[[ Records open ]]

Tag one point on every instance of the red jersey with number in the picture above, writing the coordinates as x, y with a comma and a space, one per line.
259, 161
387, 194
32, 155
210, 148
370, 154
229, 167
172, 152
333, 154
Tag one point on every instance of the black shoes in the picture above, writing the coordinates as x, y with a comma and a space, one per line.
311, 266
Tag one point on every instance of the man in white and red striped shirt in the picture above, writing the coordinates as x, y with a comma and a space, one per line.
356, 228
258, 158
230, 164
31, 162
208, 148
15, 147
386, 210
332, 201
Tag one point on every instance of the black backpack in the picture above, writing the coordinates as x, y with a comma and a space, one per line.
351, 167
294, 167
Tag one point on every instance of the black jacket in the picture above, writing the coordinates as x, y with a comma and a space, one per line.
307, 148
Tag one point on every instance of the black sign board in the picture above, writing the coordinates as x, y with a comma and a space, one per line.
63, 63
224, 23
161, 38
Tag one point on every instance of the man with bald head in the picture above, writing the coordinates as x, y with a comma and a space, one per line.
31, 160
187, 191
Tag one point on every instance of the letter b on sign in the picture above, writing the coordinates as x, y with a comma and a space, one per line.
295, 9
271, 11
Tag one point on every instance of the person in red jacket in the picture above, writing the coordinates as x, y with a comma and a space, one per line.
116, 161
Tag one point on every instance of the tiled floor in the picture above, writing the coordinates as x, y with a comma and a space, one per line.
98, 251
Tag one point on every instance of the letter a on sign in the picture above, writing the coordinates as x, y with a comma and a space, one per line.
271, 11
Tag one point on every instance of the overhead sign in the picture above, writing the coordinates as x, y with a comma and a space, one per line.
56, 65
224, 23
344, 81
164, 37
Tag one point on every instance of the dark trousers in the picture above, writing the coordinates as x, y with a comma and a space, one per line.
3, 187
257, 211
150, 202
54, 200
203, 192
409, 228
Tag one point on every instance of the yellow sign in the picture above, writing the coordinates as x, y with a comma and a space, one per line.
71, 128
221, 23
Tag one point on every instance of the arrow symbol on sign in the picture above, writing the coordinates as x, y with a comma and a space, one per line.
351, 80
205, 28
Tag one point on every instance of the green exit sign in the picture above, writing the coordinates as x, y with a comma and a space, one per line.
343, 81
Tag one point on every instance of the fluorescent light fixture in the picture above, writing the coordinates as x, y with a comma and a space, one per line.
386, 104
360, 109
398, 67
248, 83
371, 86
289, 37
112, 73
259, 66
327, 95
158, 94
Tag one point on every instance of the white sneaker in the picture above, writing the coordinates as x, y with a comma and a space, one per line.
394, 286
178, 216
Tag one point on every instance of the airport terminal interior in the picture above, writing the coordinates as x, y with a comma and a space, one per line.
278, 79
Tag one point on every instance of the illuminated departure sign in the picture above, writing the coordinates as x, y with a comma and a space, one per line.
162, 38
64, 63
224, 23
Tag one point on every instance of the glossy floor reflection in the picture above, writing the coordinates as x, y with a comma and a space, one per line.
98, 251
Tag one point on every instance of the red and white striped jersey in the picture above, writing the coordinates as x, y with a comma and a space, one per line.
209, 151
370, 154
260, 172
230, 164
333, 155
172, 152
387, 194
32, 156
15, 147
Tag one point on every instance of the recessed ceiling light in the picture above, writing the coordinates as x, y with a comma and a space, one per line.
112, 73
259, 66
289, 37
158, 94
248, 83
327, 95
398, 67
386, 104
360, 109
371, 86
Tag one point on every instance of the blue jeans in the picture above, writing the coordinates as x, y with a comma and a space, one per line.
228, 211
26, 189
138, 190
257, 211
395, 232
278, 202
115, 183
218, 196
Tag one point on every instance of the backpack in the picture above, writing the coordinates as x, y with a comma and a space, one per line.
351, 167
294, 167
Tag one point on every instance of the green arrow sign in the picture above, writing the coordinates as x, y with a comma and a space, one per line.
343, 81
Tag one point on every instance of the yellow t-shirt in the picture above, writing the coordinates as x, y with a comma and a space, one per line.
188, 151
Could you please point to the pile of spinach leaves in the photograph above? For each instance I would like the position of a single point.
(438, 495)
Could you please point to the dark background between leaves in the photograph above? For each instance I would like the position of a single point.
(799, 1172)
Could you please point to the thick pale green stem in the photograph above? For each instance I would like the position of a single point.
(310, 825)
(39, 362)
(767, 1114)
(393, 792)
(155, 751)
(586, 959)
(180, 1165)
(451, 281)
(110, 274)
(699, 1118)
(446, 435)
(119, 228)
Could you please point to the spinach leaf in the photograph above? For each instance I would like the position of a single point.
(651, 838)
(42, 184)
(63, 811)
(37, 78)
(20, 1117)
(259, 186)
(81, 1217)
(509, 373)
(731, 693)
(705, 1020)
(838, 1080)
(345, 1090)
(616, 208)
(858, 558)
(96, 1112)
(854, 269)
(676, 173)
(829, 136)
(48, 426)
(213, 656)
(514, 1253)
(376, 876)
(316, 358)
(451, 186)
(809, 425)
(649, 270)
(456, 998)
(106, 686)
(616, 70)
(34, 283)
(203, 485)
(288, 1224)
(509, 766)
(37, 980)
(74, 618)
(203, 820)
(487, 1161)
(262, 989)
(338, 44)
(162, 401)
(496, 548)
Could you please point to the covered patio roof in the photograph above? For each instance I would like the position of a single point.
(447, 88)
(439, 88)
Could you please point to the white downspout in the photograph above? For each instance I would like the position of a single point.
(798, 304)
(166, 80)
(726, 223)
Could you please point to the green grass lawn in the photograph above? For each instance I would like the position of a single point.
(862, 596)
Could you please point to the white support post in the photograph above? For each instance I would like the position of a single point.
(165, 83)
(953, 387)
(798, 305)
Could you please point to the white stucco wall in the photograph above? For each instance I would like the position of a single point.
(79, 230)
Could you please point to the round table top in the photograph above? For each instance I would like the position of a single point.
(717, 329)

[[ Records closed ]]

Give back only the lines from the one containing "Could you please point to the covered" through the final line of the entries above, exactly as written, both included.

Could you please point to the covered patio roof in the photograph above? For each instance I would like the position of a single point.
(447, 88)
(439, 88)
Could you please point to the white downspout in the photograph above? For each instance I would like the position of a single point.
(798, 304)
(166, 80)
(726, 223)
Could you please point to the green grass lawn in the photograph above? For each instance I would like the position of a single point.
(862, 596)
Could you please point to the white support post in the photograph above? For each instance I would like the position of a single point.
(165, 83)
(953, 387)
(798, 305)
Could you please point to the white stucco wall in the photograph above? For each instance I would like the position of a single point.
(79, 230)
Could you please point to the round table top in the photograph above? For each instance I would like the position of a single point.
(717, 329)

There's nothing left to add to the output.